• **About this exercise**: Word for word, return every record.

□ □ □ □

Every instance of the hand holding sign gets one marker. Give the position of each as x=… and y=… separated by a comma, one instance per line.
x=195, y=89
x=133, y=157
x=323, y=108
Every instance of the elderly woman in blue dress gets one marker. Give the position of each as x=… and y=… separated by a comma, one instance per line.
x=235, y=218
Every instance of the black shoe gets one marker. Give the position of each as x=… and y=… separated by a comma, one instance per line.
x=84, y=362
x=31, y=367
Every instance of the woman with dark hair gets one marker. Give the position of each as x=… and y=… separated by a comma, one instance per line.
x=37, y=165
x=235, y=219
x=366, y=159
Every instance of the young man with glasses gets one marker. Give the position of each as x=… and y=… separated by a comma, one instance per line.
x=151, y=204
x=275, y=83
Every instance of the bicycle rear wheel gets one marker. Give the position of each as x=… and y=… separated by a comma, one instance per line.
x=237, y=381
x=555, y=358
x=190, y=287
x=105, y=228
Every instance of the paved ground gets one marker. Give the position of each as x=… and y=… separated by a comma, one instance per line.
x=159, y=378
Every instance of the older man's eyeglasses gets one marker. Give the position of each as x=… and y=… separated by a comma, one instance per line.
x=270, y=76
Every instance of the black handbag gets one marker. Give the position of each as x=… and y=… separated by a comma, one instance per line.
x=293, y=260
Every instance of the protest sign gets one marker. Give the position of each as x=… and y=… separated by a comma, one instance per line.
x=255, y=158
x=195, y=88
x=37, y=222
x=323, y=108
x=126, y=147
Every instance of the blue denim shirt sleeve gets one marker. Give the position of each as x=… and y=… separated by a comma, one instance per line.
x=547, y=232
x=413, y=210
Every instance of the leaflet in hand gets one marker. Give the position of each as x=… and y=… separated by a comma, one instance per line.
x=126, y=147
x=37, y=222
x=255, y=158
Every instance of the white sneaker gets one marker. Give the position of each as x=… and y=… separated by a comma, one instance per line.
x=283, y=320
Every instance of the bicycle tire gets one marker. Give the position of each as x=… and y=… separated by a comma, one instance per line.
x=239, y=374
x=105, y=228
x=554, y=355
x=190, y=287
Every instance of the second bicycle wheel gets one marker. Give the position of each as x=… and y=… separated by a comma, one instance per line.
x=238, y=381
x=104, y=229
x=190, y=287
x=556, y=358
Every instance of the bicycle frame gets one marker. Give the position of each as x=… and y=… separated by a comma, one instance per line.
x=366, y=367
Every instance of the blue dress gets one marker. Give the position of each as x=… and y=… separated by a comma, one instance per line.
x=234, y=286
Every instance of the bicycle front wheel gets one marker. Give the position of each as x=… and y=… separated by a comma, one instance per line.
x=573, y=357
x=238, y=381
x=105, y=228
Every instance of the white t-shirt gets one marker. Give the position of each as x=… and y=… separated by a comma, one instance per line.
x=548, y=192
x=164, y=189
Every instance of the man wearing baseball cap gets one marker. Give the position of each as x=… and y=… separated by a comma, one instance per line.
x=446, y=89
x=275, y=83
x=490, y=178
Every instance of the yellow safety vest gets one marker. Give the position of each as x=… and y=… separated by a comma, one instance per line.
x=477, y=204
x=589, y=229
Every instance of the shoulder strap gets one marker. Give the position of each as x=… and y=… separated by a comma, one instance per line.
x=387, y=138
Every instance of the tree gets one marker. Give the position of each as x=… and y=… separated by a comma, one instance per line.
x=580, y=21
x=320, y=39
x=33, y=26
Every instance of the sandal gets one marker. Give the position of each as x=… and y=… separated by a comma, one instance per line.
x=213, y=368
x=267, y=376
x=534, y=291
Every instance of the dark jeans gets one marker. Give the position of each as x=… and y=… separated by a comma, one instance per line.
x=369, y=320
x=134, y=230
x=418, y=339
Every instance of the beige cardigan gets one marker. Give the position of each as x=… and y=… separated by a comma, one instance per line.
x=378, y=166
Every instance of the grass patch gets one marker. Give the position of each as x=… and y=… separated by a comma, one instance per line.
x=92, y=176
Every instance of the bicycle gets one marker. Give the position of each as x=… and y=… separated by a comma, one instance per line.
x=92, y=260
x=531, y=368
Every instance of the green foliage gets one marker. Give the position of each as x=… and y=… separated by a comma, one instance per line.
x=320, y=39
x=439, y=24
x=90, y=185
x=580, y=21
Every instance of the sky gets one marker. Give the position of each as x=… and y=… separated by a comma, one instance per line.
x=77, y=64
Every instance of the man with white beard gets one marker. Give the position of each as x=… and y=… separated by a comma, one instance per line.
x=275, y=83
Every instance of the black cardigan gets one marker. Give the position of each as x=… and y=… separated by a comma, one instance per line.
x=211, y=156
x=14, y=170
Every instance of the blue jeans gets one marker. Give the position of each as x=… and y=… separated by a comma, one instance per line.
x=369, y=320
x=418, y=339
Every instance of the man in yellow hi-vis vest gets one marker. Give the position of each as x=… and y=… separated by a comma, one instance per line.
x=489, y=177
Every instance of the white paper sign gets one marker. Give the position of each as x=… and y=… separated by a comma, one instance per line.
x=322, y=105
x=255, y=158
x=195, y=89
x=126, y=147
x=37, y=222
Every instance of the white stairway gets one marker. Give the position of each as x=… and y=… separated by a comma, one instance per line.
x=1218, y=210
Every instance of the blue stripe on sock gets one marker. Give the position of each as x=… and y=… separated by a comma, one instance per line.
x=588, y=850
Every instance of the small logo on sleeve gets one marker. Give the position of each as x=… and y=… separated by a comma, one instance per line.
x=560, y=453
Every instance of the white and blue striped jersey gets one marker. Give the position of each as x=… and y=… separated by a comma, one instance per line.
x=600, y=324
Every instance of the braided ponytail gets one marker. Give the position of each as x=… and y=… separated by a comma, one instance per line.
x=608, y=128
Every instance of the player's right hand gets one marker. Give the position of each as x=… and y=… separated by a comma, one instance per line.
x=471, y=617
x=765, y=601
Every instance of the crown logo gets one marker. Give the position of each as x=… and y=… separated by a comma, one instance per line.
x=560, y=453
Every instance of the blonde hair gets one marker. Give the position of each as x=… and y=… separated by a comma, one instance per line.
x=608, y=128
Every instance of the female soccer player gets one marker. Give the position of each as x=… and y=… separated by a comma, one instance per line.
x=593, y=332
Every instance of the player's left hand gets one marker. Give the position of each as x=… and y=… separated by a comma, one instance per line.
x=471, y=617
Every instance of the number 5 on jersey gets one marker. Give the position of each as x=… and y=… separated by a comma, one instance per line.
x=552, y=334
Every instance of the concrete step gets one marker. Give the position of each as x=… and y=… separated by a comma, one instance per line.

□ □ □ □

• **Written solution**:
Every instance of the hand holding sign gets one marker. Give the position of each as x=… and y=… separated by a comma, one instance per line.
x=195, y=89
x=133, y=157
x=323, y=108
Every instance of the elderly woman in blue dress gets one marker. Give the position of each as x=… and y=… separated by a comma, one instance per line.
x=235, y=218
Every instance of the black shoe gets one marker. Give the position of each as x=… and y=… separated by a comma, one instance per line.
x=84, y=362
x=31, y=367
Every instance of the woman with dark hair gets one marker. Give the position of each as x=… and y=… separated by a comma, one instance per line.
x=37, y=165
x=235, y=219
x=366, y=159
Every instance of the young man with glasses gets one marker. Give the position of each as x=… and y=… separated by a comma, one instance per line.
x=151, y=204
x=275, y=83
Every instance of the bicycle rear wheel gets one marker. Give the position of each as x=… and y=… separated by a comma, one instance per line.
x=237, y=381
x=555, y=358
x=190, y=287
x=105, y=228
Every instance of the paved ground gets one marker. Give the position of each as x=… and y=… separated by a comma, one instance per line.
x=159, y=378
Every instance of the older man's eyeglasses gets one marker. Give the position of each as x=… and y=… separated by a comma, one instance per line.
x=270, y=76
Every instance of the black handbag gets one marker. Give the position of each as x=… and y=… separated by a comma, one instance per line.
x=293, y=260
Every instance of the protest sign gets one marker. Give the position of each as x=… and y=… separated by a comma, one instance per line.
x=255, y=158
x=195, y=88
x=37, y=222
x=323, y=108
x=126, y=147
Every instance of the blue denim shirt sleeve gets one marker. Give the position of each as x=… and y=… separated by a comma, one instance per line.
x=547, y=232
x=413, y=210
Every instance of the leaflet in hand gets one marker. Give the position of each as x=… and y=… separated by a comma, one instance per line.
x=126, y=147
x=37, y=222
x=255, y=158
Every instance of the white sneaker gets one marker. Give the position of each as x=… and y=… separated by a comma, one instance per line.
x=283, y=320
Every instance of the bicycle tire gets one marker. Give the position of each as x=… and y=… separated by a comma, one instance per line.
x=239, y=374
x=105, y=228
x=554, y=355
x=190, y=287
Every instance of the second bicycle wheel gets one marker. Give the position of each as x=… and y=… separated by a comma, one instance per line.
x=238, y=381
x=104, y=229
x=190, y=287
x=556, y=358
Every instance of the bicycle frame gets one marker. Give the position of each as x=… and y=… separated by a comma, one instance per line.
x=366, y=367
Every instance of the blue dress gets one marker. Give the position of each as x=… and y=… separated by a comma, one instance per line.
x=234, y=286
Every instance of the bicycle front wheel gets one marker. Give the position of each as x=… and y=… separated by a comma, one instance per line.
x=573, y=357
x=238, y=381
x=105, y=228
Every instance of the white t-shirt gets one marker. Give the position of each as x=… and y=… separated by a comma, one instance per line.
x=548, y=192
x=164, y=189
Every instance of the man wearing baseball cap gets one marker. Give the position of each as x=… and y=… separated by a comma, one instance per line.
x=446, y=89
x=275, y=83
x=490, y=178
Every instance of the yellow safety vest gets one marker. Give the position of each as x=… and y=… separated by a comma, one instance per line.
x=477, y=204
x=589, y=229
Every instance of the shoulder strap gets one marker. Give the position of each as x=… and y=… separated by a comma, one instance per line.
x=387, y=138
Every instance of the tree gets one marker. Give the position of each as x=… and y=… separated by a comma, one instance per line.
x=580, y=21
x=320, y=39
x=33, y=26
Every instance of the sandal gets one marker. Give the position of each as x=… and y=… separated by a comma, one instance per line.
x=213, y=368
x=267, y=376
x=534, y=291
Every instance of the dark jeans gets one marker. Give the position of each as x=… and y=… separated by a comma, one instance per line.
x=369, y=320
x=134, y=230
x=418, y=339
Every instance of the beige cardigan gets one marker. Give the position of each as x=… and y=… separated by a comma, one instance per line.
x=378, y=166
Every instance of the grass patch gets one marker. Give the position of each as x=… and y=… separated by a comma, one instance per line.
x=92, y=176
Every instance of the bicycle gets one marker. Give the position of each as x=… and y=… separated by a comma, one instance per line.
x=92, y=260
x=531, y=368
Every instance of the green foliage gets one marker. Give the position of each as x=… and y=… separated by a comma, one instance per line.
x=320, y=39
x=439, y=24
x=90, y=185
x=580, y=21
Every instance of the sky gets one marker. Give the position of each as x=… and y=… separated by a comma, one instance per line.
x=77, y=64
Every instance of the man with white beard gets one marker. Give the position of each as x=… and y=… separated by a comma, one instance per line.
x=275, y=83
Every instance of the black cardigan gets one marker. Give the position of each as x=… and y=… separated by a comma, one instance per line.
x=211, y=156
x=14, y=170
Every instance of the blue jeans gets one marker. Give the position of each as x=… and y=… separated by a comma, one instance per line.
x=369, y=320
x=418, y=339
Every instance of the man in yellow hi-vis vest gets one marker. Give the position of each as x=… and y=… separated by a comma, one instance per line.
x=489, y=177
Every instance of the white paper sign gets one marker. Give the position of each as x=… and y=… separated by a comma, one instance per line.
x=322, y=105
x=255, y=158
x=195, y=89
x=126, y=147
x=37, y=222
Every instance of the white stairway gets one marker. Give the position of each as x=… and y=… separated by a comma, one instance per line.
x=1218, y=210
Every instance of the blue stripe on sock gets one marker. Give the position of each as x=… and y=… separated by a comma, one instance per line.
x=588, y=850
Every instance of the small logo on sleeve gets one marker. Give the position of each as x=… and y=… separated by a comma, one instance per line.
x=560, y=453
Every instance of the white and blue striped jersey gets one marker. Give the position of each as x=… and y=… separated by a comma, one instance per line.
x=600, y=324
Every instance of the braided ponytail gets one marker. Give the position of each as x=… and y=… separated by a comma, one instance per line.
x=608, y=128
Every instance of the player's right hand gets one marker. Give the position of each as x=… and y=… separated by a comma, one instance per line.
x=471, y=617
x=765, y=601
Every instance of the crown logo gets one marker. Give the position of each as x=… and y=… separated by a comma, one instance per line.
x=560, y=453
Every instance of the blonde hair gets one marker. Give the position of each as x=… and y=… separated by a comma, one instance per line.
x=608, y=128
Every instance of the female soccer player gets one marker. Give the position of each as x=… and y=… separated by a comma, one instance per line.
x=593, y=332
Every instance of the player's left hand gets one marker. Give the position of each as x=… and y=… separated by a comma, one instance per line.
x=471, y=617
Every instance of the number 5 on jersey gets one marker. Give the position of each as x=… and y=… separated by a comma, one instance per line.
x=552, y=334
Every instance of the concrete step gets one marker. Give the position of each as x=… and y=… separated by a comma, one instance per line.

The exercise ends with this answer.